(Collection entries)
● ● ●
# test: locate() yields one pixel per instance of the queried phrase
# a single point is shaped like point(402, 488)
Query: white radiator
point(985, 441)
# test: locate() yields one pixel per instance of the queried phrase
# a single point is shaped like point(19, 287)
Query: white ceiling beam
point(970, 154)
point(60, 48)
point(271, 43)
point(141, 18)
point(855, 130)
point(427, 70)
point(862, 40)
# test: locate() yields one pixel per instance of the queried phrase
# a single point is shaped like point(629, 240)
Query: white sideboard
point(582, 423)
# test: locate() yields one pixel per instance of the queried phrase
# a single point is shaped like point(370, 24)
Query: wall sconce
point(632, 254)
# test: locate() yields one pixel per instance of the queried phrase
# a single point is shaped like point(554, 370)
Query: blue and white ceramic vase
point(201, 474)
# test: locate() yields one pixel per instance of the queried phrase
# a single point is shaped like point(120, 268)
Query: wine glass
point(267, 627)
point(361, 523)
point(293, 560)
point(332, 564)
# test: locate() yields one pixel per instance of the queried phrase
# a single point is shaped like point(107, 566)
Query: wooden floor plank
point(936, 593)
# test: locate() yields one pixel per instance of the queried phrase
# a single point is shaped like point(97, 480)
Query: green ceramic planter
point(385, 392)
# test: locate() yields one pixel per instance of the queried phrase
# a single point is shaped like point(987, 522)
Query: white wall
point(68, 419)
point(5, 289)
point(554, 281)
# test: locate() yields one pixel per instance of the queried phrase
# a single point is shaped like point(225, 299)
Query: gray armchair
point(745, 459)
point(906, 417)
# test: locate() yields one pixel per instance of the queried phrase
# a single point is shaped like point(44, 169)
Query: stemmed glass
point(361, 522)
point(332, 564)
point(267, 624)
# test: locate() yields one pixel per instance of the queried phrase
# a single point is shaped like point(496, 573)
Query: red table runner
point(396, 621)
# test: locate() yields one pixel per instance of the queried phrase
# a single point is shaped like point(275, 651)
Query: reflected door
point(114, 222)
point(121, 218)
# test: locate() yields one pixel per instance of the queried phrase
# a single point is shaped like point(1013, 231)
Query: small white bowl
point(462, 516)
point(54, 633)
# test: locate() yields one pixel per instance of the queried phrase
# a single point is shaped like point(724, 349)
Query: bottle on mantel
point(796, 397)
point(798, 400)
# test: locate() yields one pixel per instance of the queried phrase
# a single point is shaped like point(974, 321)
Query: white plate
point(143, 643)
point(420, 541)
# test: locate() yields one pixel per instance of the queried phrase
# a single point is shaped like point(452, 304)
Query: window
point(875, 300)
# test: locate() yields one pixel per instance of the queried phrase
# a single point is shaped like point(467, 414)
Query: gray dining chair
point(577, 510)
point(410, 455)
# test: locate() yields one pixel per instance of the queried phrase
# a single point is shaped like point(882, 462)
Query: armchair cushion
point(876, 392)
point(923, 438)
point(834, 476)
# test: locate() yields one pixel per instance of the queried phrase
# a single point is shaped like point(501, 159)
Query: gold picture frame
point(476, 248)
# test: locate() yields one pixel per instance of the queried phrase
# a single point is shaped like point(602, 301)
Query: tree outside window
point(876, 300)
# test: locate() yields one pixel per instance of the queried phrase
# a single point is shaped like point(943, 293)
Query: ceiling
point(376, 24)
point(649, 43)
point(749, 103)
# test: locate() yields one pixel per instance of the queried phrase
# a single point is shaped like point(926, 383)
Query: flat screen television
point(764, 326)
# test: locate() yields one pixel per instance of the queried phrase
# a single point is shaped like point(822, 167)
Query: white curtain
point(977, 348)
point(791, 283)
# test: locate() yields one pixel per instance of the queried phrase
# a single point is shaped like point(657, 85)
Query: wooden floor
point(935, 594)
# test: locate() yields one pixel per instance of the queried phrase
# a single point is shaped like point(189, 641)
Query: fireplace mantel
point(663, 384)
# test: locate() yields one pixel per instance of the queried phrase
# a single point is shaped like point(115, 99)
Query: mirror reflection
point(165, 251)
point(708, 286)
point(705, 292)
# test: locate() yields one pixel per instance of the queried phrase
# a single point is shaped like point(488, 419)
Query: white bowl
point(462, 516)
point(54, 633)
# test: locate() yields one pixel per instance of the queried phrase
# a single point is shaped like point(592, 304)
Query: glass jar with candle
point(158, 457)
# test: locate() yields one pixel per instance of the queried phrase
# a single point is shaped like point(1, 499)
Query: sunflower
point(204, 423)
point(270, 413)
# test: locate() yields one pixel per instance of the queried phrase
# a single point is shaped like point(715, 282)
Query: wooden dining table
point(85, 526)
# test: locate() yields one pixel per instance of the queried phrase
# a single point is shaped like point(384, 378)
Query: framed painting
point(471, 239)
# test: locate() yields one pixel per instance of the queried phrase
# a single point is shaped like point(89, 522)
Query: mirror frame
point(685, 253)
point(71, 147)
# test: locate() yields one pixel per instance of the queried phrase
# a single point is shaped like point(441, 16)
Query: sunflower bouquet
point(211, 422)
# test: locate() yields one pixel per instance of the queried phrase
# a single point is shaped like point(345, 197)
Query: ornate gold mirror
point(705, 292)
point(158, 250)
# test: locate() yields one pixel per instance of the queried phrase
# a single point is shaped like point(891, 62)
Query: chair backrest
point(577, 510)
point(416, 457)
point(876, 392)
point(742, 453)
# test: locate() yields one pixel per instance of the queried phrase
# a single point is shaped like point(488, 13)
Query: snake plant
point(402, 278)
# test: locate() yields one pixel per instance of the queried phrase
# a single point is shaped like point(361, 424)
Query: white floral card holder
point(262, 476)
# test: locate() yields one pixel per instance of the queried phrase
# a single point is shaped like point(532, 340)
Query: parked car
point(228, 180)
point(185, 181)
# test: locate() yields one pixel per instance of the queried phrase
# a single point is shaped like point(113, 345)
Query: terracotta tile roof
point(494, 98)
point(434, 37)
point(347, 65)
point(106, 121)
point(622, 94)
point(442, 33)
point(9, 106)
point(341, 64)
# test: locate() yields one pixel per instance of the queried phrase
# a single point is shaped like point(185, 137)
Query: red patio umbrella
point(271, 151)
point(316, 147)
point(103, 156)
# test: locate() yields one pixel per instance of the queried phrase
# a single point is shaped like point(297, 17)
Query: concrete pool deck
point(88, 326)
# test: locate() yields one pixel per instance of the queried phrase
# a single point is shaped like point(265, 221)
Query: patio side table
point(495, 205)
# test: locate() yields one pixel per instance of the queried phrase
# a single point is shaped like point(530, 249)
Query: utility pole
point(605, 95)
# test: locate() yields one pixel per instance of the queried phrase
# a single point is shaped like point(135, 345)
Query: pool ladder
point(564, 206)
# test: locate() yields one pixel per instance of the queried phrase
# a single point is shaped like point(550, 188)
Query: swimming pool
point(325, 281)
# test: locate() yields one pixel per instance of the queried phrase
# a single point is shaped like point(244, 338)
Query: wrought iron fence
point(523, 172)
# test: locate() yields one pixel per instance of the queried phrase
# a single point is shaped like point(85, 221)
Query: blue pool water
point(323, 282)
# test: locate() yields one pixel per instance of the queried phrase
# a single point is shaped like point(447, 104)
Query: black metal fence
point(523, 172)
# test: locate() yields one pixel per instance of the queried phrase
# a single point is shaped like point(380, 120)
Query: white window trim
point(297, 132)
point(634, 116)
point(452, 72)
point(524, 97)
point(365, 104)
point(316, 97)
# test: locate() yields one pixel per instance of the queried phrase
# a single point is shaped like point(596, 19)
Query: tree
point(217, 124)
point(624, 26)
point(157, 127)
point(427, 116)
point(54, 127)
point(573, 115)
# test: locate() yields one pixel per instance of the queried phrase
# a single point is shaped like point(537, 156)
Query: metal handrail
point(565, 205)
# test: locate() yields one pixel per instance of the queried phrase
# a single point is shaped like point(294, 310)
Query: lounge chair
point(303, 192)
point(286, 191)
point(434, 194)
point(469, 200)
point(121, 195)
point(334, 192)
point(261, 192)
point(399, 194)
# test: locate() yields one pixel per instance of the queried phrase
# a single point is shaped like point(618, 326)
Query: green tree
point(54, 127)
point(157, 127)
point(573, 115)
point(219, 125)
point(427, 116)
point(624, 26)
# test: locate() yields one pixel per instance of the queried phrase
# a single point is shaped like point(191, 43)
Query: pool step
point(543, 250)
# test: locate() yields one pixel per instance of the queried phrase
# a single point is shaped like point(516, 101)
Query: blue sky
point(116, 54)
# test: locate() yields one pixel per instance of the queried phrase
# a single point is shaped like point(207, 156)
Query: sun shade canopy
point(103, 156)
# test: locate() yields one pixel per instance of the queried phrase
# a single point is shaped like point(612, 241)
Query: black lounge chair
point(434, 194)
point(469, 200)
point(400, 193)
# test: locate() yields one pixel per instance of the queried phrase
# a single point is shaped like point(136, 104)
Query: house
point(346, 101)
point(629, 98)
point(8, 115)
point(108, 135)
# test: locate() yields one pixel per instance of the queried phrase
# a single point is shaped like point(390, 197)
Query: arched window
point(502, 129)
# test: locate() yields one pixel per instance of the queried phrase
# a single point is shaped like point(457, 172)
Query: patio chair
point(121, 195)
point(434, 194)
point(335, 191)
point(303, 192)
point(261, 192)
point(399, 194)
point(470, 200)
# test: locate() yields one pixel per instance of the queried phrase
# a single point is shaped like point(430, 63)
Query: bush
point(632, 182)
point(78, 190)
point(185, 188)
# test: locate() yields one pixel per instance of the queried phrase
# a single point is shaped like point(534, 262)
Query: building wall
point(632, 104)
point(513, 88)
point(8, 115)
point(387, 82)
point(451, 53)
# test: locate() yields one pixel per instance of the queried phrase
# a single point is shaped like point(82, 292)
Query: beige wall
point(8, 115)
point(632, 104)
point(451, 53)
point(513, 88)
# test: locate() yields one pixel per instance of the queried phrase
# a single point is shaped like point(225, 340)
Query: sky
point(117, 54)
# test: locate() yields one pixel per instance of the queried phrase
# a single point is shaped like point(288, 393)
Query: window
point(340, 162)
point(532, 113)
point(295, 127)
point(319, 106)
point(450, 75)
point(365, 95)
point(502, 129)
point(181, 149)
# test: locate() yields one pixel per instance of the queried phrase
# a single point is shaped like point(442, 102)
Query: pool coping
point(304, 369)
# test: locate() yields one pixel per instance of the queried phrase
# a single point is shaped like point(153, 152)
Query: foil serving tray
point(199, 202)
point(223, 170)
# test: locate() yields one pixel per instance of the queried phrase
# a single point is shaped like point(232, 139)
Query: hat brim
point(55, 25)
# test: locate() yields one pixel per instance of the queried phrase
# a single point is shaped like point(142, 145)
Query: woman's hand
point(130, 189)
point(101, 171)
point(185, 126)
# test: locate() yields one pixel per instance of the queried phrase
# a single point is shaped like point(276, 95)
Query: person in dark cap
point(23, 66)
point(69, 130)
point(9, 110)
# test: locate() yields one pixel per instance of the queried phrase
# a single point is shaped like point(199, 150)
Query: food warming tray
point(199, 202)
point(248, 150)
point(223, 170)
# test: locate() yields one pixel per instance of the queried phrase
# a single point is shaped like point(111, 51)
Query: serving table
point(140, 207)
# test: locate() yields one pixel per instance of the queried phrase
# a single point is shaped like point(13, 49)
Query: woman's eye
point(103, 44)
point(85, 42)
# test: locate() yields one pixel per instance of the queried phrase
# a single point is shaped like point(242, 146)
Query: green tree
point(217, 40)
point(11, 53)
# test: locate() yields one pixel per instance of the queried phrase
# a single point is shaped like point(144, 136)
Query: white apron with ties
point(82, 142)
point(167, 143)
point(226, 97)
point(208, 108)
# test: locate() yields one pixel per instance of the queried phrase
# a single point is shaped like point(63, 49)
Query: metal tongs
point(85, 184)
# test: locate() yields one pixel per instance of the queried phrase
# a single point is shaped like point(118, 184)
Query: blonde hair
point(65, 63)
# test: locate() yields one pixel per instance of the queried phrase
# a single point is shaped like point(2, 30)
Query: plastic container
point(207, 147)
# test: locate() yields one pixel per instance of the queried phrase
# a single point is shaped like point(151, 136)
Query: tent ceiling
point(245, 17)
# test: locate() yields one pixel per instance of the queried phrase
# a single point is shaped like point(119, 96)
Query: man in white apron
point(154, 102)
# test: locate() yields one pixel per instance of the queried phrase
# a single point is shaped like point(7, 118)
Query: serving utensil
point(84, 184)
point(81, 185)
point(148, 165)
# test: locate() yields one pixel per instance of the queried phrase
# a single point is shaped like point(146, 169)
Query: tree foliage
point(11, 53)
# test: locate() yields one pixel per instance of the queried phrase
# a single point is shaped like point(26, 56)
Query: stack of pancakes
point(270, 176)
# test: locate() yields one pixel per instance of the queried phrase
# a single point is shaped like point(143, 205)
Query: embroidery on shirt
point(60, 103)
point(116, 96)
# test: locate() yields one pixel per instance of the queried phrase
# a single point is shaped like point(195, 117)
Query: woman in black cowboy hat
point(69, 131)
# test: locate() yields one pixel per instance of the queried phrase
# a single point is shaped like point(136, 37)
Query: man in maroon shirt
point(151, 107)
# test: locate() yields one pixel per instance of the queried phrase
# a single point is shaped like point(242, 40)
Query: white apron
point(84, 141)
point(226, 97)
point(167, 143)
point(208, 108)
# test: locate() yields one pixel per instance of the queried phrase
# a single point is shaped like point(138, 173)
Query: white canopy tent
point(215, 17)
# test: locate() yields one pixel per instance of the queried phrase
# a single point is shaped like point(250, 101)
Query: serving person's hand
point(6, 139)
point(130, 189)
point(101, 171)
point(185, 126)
● ● ●
(Assignment):
Please output an exact copy of the lines above, from the opening line of the data down to the line that contains "# a single point is shaped like point(496, 573)".

(Result of the exercise):
# test: locate() yields one pixel per instance of the queried phrase
# a single point is shaped like point(402, 488)
Query: white radiator
point(985, 441)
# test: locate() yields one pixel per instance of the queried phrase
# a single point is shaped like point(19, 287)
Query: white ceiling beam
point(970, 154)
point(60, 48)
point(271, 43)
point(141, 18)
point(855, 130)
point(427, 70)
point(862, 40)
# test: locate() yields one pixel per instance of the queried phrase
# a single point is shaped like point(629, 240)
Query: white sideboard
point(582, 423)
# test: locate() yields one pixel per instance of the queried phrase
# a single point is shaped like point(370, 24)
Query: wall sconce
point(632, 254)
# test: locate() yields one pixel per instance of the queried phrase
# a single point is shaped like point(554, 370)
Query: blue and white ceramic vase
point(201, 474)
# test: locate() yields one pixel per instance of the queried phrase
# a single point is shaped like point(120, 268)
Query: wine glass
point(267, 627)
point(361, 523)
point(293, 560)
point(332, 564)
# test: locate() yields one pixel per instance of the queried phrase
# a single point is shaped like point(107, 566)
Query: wooden floor plank
point(936, 593)
# test: locate() yields one pixel per instance of the queried phrase
# a single point is shaped like point(97, 480)
Query: green ceramic planter
point(385, 392)
# test: locate() yields one pixel per instance of the queried phrase
# a single point is shaped like point(987, 522)
Query: white wall
point(68, 419)
point(5, 289)
point(554, 281)
# test: locate() yields one pixel per instance of the queried phrase
# a single point is shaped like point(225, 299)
Query: gray armchair
point(745, 459)
point(906, 417)
# test: locate() yields one pixel per instance of the queried phrase
# a single point is shaped like point(44, 169)
Query: stemmed glass
point(361, 522)
point(332, 564)
point(267, 624)
# test: locate() yields one pixel per instance of the queried phrase
# a single point is shaped like point(496, 573)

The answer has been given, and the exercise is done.